▸ Instructions for the task
Extend the letter on managing COVID-19 anxiety, starting right after its final sentence.

[[ Reading text open ]]

COVID-19 anxiety management

Mar 31 • COVID-19, Feature Story, Letters to the EditorNo Comments on COVID-19 anxiety management

Sir: It’s as though the life did not have its ups and downs, and we got hit with the coronavirus pandemic, all over the world. At least something can be said about it; it does not discriminate based on the colour of our skin, race, nationality, gender, languages, education and income levels.

Given the scope of the problem, it’s OK and normal to be concerned, fearful and anxious. There is nothing wrong with such feelings especially when there are valid reasons behind them. After all, continuous bombarding over the media, empty supermarket shelves, closure of schools, work places, news about borders closing, airline cancelations and declarations of emergencies are enough to make us anxious.

Financial worries, especially for the self-employed and those without employee benefits, may further complicate lives. These are good enough reasons to worry for one’s safety, security and survival.

The problem becomes more complex when we get overwhelmed, overly anxious or get into a state of panic. Such feelings contribute to our physical and mental health, and reduce our abilities to remain focused and problem solve.

One thing to realize is that COVID-19 is not the only pandemic humanity has faced, and it is not the last one either. Just like previous pandemics, this too will become history.

Scientists are working nonstop to address this pandemic. The political will is not only supporting the scientists, the politicians are following suggestions from the scientists.

[[ Reading text closed ]]
[[ Provided records open ]]

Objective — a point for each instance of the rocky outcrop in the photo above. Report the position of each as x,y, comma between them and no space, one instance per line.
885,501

[[ Provided records closed ]]
[[ Provided records open ]]

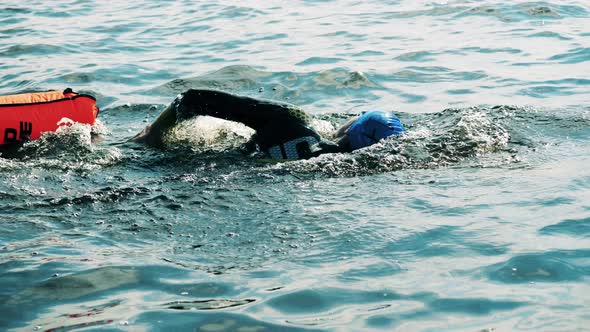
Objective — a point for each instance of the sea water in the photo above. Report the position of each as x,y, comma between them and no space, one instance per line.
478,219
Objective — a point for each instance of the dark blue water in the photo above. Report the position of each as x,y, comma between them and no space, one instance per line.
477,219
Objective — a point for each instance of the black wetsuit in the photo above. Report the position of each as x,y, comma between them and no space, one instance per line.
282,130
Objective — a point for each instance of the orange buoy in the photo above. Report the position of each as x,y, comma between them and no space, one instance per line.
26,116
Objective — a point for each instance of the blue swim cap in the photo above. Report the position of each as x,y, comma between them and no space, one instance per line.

[[ Provided records closed ]]

▸ Answer to the exercise
While it’s OK to be concerned, fearful and anxious, it’s not OK to get overly anxious, overwhelmed and panic. We all can take certain actions to insulate our selves from such debilitating feelings.

First of all, acknowledge and accept such feelings. There is nothing wrong if we feel fearful and anxious. There is no need to take it personally. No one is alone in it.

We have a choice to stay anxious or bounce back and take charge of our lives.

In taking control of our lives, we need to equip ourselves with correct information through the reliable sources. Once we have the facts, then we can challenge and confront our feelings of being overwhelmed and bring them under control.

There is a need to limit our exposure to the information we maybe gathering. Not monitoring screen time and constantly reading news reports on COVID-19 all day is bound to overwhelm us. Establishing limits will help us in keeping things in proper perspective.

Think and act positive. If we are at home, it’s an opportunity to have a quality time with the family members. Perhaps, there is an unfinished project at home. This is a perfect downtime to complete the unfinished project. Or it’s time to repair, repaint or clean the house and get rid of unwanted items.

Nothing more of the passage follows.